* **Task statement**
Report how many lines in the data below contain the string "field". Give only the number.

* **Records for this exercise**
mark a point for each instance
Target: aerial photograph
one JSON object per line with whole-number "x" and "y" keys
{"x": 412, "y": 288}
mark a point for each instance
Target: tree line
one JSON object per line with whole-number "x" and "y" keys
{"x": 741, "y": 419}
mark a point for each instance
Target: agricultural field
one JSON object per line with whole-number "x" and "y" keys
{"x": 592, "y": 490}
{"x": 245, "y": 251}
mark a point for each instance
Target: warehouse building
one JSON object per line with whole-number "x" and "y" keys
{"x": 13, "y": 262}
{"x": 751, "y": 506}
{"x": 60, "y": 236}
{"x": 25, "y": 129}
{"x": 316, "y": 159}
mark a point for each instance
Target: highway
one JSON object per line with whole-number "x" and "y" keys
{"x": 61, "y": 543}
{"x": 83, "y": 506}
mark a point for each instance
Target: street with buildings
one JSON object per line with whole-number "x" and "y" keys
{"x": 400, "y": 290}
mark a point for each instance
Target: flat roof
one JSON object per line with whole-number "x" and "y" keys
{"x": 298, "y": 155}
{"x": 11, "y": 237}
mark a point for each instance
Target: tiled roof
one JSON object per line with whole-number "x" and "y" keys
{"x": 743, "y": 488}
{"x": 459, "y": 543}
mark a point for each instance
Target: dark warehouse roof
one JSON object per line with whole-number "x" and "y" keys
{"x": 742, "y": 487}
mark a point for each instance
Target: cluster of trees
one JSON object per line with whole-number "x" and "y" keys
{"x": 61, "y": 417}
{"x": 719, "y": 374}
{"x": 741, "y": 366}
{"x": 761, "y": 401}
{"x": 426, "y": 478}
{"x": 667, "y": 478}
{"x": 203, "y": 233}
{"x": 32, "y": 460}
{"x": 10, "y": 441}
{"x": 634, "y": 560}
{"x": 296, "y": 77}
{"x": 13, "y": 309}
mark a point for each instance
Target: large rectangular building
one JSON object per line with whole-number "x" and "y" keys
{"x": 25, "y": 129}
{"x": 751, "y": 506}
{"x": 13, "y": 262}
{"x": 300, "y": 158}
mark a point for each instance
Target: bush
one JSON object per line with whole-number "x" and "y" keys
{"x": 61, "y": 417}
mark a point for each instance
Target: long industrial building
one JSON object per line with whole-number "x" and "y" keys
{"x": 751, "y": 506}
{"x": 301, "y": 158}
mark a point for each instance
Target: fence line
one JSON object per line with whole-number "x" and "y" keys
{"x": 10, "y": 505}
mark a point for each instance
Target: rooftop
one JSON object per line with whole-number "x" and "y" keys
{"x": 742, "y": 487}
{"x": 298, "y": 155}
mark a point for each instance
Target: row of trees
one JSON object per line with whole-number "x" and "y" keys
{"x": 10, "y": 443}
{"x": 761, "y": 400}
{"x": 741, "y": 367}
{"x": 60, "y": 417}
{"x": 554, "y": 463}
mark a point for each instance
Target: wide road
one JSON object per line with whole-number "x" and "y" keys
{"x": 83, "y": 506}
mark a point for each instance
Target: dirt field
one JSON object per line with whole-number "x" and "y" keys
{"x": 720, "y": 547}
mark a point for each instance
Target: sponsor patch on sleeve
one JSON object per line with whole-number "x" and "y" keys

* **Answer for the task**
2